Document source:

=-=-=

Par Corentin Delorme

Suspendu un an par l’Institut néerlandais du droit du sport (ISR) ainsi que par la FIFA de toute activité en lien avec le football, Marc Overmars peut visiblement compter sur le soutien des joueurs de l’Antwerp. Un événement révélateur de toutes les difficultés du monde du football à avancer sur le sujet des violences sexistes et sexuelles (VSS), et qui rappelle que nos sociétés sont encore à la peine concernant cette thématique.

Affaire Overmars : quand le sexisme joue la montre

Il y a maintenant presque deux ans, Marc Overmars quittait son poste de directeur du football de l’Ajax Amsterdam. Derrière ce départ, d’obscurs messages et photos envoyés par l’ancien international néerlandais à des collègues féminines. Un comportement inapproprié pour lequel il s’est excusé dans un communiqué du club. Sauf que l’affaire continue de faire parler deux ans plus tard. Suspendu en novembre pour un an dans son pays par l’ISR, avant de subir la même sanction à l’étranger de la part de la FIFA en janvier, celui qui a rebondi entre-temps comme directeur technique de l’Antwerp a décidé de faire appel de cette sanction au « caractère disproportionné » selon son porte-parole.

Un climat politique hostile

Au-delà de la volonté de l’ancien feu follet d’Arsenal d’être réhabilité, il faut interroger le geste de soutien des joueurs d’Anvers. À l’issue de la rencontre remportée le 21 janvier dernier face à Charleroi (4-1), ceux-ci ont déployé une banderole portant l’inscription « Overmars, pour toujours à tes côtés ». Visiblement descendue des tribunes, la banderole a suscité l’ire de certains médias belges, et à raison. Ce soutien inattendu n’est pourtant pas le fruit du hasard, comme l’explique Jean-Michel De Waele, sociologue du sport en Belgique : « Il faut situer cela dans le contexte politique et sociologique de la Flandre. Le premier parti, le Vlaams Belang, est d’extrême droite et indépendantiste. Le deuxième parti est indépendantiste et très à droite. Le maire d’Anvers, Bart De Wever, est le président du parti indépendantiste (N-VA). Tout cela fait un tissu social conservateur, marqué par un anti-wokisme important. » De la même façon, il rappelle que le président du Royal Antwerp, Paul Gheysens, est très lié à la VOKA (Association des patrons de Flandre), elle-même proche du N-VA.

=-=-=

Données fournies:

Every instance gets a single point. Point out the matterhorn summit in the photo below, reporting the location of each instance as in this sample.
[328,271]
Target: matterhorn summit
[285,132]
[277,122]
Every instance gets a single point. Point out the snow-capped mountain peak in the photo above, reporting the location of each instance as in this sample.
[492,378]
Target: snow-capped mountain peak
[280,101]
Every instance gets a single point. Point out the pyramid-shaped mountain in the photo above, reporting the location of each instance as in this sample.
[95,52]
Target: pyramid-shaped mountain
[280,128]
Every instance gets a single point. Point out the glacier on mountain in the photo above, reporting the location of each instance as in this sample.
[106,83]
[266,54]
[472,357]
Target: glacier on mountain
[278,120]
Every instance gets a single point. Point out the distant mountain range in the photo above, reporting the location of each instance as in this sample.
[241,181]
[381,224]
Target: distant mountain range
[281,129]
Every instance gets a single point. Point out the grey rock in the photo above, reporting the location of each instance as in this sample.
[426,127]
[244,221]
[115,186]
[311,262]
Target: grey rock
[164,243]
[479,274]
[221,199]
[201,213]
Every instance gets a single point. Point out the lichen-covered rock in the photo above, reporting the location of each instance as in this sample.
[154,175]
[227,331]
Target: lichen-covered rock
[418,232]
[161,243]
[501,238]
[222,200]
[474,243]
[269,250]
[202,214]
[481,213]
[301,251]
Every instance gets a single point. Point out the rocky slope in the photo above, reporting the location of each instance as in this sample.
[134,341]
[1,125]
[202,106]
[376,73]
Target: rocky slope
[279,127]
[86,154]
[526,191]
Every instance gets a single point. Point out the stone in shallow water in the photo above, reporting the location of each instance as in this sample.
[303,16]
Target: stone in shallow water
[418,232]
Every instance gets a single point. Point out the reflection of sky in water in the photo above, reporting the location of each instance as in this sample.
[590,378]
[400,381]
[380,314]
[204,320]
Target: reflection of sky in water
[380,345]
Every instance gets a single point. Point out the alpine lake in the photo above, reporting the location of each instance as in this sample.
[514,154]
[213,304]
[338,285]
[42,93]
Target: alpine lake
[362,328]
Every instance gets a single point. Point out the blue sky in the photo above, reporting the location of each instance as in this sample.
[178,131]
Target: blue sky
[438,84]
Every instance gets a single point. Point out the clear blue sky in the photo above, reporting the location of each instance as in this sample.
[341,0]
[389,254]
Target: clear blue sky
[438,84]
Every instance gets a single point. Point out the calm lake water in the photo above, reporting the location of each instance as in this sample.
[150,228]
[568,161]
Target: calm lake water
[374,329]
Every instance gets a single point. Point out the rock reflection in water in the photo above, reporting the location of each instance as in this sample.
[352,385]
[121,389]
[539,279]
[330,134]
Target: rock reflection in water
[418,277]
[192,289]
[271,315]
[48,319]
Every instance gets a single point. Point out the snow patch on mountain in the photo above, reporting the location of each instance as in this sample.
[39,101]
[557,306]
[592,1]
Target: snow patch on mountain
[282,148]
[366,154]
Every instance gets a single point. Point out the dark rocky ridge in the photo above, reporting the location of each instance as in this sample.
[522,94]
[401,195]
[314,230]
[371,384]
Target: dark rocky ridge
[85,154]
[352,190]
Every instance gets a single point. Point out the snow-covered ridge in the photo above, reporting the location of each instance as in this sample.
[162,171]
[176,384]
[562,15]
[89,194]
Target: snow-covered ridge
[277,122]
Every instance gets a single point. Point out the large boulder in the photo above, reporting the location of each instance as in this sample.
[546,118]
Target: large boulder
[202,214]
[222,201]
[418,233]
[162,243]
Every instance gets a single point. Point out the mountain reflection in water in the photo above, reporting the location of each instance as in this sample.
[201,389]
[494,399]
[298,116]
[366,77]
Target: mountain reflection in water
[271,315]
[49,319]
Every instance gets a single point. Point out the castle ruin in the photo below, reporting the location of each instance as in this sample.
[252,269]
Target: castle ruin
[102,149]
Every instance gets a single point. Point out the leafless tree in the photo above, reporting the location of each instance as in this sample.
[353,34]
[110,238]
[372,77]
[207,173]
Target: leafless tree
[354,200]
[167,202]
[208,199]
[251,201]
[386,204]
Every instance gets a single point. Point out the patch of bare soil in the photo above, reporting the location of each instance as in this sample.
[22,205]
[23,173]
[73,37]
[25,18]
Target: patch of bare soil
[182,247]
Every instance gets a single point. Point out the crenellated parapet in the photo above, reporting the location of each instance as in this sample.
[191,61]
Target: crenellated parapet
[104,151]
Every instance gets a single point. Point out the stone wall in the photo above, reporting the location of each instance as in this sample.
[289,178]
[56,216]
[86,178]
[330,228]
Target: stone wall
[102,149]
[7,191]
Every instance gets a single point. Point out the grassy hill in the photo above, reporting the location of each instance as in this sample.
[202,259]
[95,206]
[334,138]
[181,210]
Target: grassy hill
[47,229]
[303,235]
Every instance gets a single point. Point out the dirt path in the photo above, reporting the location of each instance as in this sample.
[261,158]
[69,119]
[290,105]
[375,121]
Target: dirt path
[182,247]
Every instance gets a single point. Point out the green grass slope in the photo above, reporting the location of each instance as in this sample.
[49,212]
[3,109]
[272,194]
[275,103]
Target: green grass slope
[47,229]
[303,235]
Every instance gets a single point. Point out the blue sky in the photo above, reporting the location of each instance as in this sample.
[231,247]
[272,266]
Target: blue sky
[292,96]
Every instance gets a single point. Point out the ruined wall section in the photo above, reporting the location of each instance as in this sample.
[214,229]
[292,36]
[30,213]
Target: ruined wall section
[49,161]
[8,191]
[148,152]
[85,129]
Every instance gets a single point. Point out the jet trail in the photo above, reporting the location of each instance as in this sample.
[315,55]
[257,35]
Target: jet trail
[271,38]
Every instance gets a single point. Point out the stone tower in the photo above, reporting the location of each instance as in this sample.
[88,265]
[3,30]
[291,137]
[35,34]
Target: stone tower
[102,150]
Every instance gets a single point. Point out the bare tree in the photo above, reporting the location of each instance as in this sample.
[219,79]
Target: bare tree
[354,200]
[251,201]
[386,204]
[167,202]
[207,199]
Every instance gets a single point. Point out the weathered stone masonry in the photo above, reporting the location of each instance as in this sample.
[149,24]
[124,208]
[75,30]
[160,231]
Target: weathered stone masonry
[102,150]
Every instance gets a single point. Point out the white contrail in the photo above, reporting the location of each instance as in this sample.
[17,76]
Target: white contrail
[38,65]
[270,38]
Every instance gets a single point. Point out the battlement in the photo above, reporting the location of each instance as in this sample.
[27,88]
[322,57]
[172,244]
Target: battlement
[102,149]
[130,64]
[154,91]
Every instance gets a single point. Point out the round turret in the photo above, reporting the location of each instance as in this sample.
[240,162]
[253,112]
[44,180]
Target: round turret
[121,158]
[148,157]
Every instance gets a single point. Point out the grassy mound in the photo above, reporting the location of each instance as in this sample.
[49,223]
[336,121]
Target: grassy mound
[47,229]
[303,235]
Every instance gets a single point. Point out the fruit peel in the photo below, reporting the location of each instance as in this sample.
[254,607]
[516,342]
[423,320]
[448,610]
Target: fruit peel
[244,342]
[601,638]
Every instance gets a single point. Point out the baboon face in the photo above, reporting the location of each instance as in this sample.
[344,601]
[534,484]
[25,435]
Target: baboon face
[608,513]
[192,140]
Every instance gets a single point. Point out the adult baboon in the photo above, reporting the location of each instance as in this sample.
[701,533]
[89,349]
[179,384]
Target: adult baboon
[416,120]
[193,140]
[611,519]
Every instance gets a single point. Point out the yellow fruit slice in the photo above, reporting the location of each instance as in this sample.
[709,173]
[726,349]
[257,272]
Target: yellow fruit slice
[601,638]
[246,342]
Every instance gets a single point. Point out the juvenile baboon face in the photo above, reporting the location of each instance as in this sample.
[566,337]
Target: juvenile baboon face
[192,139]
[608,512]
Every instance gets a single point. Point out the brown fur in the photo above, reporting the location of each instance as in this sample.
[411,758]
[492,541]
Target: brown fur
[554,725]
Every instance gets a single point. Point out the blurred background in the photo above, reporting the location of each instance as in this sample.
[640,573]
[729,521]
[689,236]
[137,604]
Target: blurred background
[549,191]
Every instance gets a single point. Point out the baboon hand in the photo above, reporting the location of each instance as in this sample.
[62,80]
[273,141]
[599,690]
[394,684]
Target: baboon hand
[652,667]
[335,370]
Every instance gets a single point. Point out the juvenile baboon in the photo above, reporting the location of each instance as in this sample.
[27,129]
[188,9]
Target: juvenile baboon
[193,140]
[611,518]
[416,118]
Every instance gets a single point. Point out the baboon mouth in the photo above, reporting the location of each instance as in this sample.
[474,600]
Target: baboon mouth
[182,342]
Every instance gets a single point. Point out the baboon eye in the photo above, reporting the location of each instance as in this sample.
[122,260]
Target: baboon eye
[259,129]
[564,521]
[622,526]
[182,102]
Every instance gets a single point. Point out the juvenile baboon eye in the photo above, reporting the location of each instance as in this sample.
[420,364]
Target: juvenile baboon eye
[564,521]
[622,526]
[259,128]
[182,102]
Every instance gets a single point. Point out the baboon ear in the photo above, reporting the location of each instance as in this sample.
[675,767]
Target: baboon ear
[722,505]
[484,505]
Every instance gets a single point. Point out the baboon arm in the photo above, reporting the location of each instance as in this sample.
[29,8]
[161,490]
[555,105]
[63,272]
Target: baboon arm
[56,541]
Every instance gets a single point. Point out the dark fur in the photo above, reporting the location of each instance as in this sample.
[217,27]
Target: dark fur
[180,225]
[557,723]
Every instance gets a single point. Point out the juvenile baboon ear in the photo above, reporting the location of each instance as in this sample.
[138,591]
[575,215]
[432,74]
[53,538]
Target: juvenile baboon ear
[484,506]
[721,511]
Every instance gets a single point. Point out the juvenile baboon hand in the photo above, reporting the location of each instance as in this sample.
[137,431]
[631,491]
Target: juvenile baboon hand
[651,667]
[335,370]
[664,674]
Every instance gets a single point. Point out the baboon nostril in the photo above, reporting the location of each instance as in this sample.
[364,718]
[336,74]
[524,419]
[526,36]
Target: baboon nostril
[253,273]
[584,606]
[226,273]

=-=-=

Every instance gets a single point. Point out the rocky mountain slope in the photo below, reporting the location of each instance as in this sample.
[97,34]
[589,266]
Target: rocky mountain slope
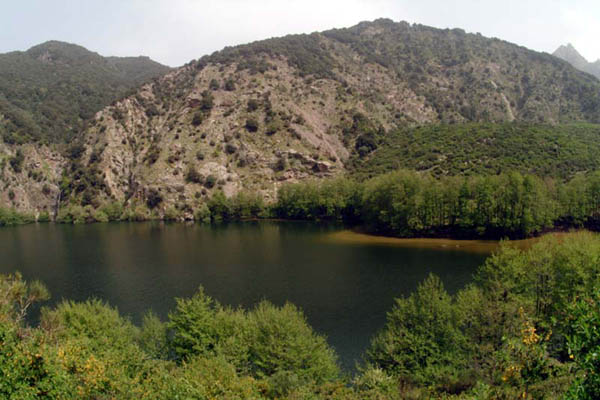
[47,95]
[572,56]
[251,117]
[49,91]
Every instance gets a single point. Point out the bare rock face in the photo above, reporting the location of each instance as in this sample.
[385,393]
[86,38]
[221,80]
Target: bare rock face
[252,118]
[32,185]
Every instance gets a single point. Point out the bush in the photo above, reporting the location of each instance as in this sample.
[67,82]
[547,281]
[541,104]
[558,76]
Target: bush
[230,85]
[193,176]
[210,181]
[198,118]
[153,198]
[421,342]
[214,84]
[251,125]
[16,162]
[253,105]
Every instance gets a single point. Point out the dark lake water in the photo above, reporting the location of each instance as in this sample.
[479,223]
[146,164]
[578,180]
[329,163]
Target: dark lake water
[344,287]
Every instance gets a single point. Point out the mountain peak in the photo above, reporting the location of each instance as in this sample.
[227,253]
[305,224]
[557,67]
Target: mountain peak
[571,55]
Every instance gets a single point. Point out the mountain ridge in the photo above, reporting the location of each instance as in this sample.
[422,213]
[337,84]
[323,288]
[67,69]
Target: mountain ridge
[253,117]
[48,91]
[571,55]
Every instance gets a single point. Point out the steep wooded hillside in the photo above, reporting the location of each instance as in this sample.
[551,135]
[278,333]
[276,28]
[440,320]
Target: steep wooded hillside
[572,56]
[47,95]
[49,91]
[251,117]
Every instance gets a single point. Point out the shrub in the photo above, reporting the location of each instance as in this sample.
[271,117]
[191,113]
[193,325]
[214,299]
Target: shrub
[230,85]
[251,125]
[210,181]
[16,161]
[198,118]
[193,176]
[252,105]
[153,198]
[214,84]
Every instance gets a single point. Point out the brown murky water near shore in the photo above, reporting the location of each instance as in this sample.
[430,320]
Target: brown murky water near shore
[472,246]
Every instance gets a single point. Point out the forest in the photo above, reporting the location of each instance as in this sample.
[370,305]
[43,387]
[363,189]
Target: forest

=-=-=

Exercice écrit 1: Traduisez en anglais cette phrase de l'article sur l'affaire Overmars : « Un comportement inapproprié pour lequel il s'est excusé dans un communiqué du club. »
Exercice écrit 2: Indiquez combien de lignes des enregistrements contiennent la chaîne « section », en ne donnant que le nombre.
Le texte et les enregistrements n'ont aucun lien entre eux.

Réponse complète 1: Inappropriate behavior for which he apologized in a statement from the club.

Réponse complète 2: 2